◆ **WHAT TO DO**: The records below are to be duplicated character for character.

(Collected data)
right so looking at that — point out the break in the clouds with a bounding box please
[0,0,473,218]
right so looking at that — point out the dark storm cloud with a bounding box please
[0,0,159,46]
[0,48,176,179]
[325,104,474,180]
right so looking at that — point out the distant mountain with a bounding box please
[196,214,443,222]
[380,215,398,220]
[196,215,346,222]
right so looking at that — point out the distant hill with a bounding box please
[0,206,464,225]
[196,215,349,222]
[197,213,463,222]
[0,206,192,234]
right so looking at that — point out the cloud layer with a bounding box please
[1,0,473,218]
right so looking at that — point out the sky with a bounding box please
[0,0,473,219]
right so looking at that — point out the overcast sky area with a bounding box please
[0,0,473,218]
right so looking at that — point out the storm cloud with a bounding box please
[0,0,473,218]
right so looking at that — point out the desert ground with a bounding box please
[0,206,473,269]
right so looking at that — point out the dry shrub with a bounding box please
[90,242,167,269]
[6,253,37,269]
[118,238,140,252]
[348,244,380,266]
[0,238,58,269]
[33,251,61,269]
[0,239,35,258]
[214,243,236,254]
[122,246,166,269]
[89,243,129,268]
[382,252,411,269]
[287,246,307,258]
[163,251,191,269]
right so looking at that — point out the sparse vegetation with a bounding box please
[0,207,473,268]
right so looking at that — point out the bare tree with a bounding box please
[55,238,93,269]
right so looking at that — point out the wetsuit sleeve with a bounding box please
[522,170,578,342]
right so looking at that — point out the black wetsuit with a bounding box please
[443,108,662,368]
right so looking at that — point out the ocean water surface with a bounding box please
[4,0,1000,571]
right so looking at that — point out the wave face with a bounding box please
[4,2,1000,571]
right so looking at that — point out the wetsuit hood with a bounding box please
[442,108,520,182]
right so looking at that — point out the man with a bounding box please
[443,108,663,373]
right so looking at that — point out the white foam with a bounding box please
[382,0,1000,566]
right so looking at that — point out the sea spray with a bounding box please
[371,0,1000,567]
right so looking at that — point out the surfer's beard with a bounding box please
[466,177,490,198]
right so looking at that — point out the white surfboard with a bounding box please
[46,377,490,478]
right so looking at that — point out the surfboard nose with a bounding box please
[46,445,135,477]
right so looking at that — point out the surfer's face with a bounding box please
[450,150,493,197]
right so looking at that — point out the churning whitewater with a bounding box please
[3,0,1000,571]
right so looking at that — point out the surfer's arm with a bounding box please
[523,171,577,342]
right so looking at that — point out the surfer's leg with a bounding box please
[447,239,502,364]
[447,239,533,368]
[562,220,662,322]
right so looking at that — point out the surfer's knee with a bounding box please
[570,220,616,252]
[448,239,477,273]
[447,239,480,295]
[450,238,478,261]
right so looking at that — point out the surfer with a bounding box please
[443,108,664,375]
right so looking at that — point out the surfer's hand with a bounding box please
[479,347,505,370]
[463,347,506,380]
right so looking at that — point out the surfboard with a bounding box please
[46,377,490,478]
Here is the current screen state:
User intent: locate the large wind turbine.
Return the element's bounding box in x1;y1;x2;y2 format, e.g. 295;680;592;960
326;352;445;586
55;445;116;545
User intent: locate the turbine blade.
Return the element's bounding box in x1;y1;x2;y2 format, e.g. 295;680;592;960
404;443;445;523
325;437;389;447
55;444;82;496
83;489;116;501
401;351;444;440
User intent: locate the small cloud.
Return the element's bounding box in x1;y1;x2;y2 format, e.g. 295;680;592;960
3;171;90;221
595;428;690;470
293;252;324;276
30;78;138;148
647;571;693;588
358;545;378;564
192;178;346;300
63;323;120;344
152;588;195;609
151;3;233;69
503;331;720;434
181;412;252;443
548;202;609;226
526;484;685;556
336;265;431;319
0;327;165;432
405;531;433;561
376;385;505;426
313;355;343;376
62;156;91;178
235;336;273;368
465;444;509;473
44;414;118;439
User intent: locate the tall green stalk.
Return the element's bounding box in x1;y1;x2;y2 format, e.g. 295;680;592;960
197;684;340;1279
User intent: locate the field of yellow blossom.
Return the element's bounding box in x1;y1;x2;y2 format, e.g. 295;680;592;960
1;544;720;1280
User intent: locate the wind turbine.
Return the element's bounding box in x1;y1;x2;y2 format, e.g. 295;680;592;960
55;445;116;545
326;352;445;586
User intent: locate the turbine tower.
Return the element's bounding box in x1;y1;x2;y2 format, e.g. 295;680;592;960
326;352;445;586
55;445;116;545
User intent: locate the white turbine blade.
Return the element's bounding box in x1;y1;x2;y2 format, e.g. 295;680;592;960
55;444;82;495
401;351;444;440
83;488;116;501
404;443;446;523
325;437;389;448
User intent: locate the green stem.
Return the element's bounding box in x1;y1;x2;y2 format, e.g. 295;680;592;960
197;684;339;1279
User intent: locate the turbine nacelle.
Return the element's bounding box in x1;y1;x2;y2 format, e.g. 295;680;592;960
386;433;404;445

◆ **RESPONSE BOX**:
right so looking at that — point out the break in the clouds with a bounding box please
[0,0,473,218]
right so looking at that — point out the dark storm cloud with a bounding box please
[0,0,159,46]
[0,48,176,179]
[325,104,474,180]
right so looking at that — point out the distant mountain with a bounding box please
[196,214,443,222]
[380,215,398,220]
[196,215,346,222]
right so looking at that — point out the distant hill with a bounding box please
[0,206,464,225]
[196,215,349,222]
[197,213,463,222]
[0,206,192,234]
right so looking at that — point out the cloud layer with a bounding box please
[1,0,473,218]
right so looking at that — point out the sky with a bounding box please
[0,0,473,219]
right so looking at that — point out the overcast sky area with a bounding box please
[0,0,473,218]
right so looking at that — point out the storm cloud with a bounding box please
[0,0,473,218]
right so looking at that — point out the desert ground with a bounding box please
[0,206,473,269]
right so looking at that — point out the dry shrub with a bounding box please
[90,242,167,269]
[6,253,37,269]
[118,238,140,252]
[348,244,380,266]
[0,238,58,269]
[33,251,61,269]
[0,239,35,258]
[214,243,236,254]
[122,246,166,269]
[89,243,129,268]
[382,252,411,269]
[287,246,307,258]
[163,251,191,269]
right so looking at that — point out the sparse vegetation with a bounding box please
[0,207,473,268]
right so looking at that — point out the bare tree with a bounding box please
[55,238,93,269]
right so looking at that — point out the wetsuit sleeve with a bounding box please
[522,170,578,342]
right so looking at that — point out the black wetsuit with a bounding box please
[443,108,662,368]
right so looking at that — point out the ocean water surface with a bounding box please
[4,0,1000,571]
right so looking at that — point out the wave face with a bounding box please
[4,2,1000,571]
right so looking at that — point out the wetsuit hood with a bounding box please
[442,108,520,182]
right so looking at that — point out the man with a bounding box please
[443,108,663,373]
right so looking at that — point out the white foam with a bounding box please
[382,0,1000,566]
right so looking at that — point out the sea spray with a bounding box please
[371,0,1000,567]
right so looking at that — point out the surfer's beard with a bounding box please
[466,177,490,198]
right so looking at that — point out the white surfboard with a bounding box please
[46,377,490,478]
right so looking at that — point out the surfboard nose with a bounding box please
[46,445,135,477]
right so looking at that — point out the surfer's face with a bounding box please
[450,150,493,197]
right so looking at that — point out the churning whitewater with a bounding box please
[3,0,1000,571]
right so looking at that — point out the surfer's arm with a bounding box please
[523,171,577,342]
right so looking at that — point out the surfer's leg with a bounding box please
[447,239,502,364]
[447,239,533,368]
[562,220,662,322]
right so looking at that — point out the surfer's knee with a bounding box please
[570,220,616,252]
[448,239,477,273]
[447,239,480,295]
[450,238,478,261]
right so looking at that — point out the surfer with a bounding box please
[443,108,664,375]
right so looking at that — point out the surfer's hand with a bounding box please
[479,347,505,370]
[463,347,506,380]
right so looking at that — point out the surfboard with a bounding box please
[46,377,490,478]
Here is the current screen state:
User intent: locate the large wind turbine.
Return the element's bounding box in x1;y1;x2;y2 format, e.g. 295;680;592;960
326;352;445;586
55;445;116;545
User intent: locate the turbine blade.
Return the element's bounding box in x1;y1;x2;y2 format, e.g. 295;680;592;960
404;443;445;523
325;437;389;447
55;444;82;496
83;489;116;501
401;351;444;440
User intent: locate the small cloud.
Return the element's bounding box in x1;y1;x2;y2 format, e.g. 295;680;592;960
3;171;90;221
595;428;690;470
293;252;324;276
30;78;138;148
647;571;693;588
358;545;378;564
192;178;346;300
63;323;120;344
152;588;195;609
151;3;233;69
503;331;720;434
181;412;252;443
548;202;609;226
526;484;685;556
336;265;431;319
0;327;165;432
405;531;433;561
376;385;505;426
313;355;343;376
62;156;91;178
235;336;273;368
465;444;509;473
44;414;118;439
User intent: locate the tall green stalk.
Return the element's bounding box in x1;y1;x2;y2 format, e.g. 295;680;592;960
197;684;340;1279
User intent: locate the field of yellow blossom.
Return the element's bounding box in x1;y1;x2;y2 format, e.g. 295;680;592;960
1;544;720;1280
User intent: locate the wind turbine.
Return the element's bounding box in x1;y1;x2;y2 format, e.g. 295;680;592;960
55;445;116;545
326;352;445;586
User intent: locate the turbine tower.
Return the element's bounding box in x1;y1;x2;y2 format, e.g. 295;680;592;960
326;352;445;586
55;445;116;545
User intent: locate the white turbine blade.
Return the element's bounding box in x1;y1;x2;y2 format, e.g. 295;680;592;960
55;444;82;495
401;351;444;440
83;488;116;501
404;443;446;523
325;437;389;448
User intent: locate the green stem.
Return the element's bounding box in x1;y1;x2;y2 format, e.g. 295;680;592;960
197;684;339;1279
User intent: locate the turbine nacelle.
Return the element's bounding box in x1;y1;x2;y2 format, e.g. 295;680;592;960
386;433;404;445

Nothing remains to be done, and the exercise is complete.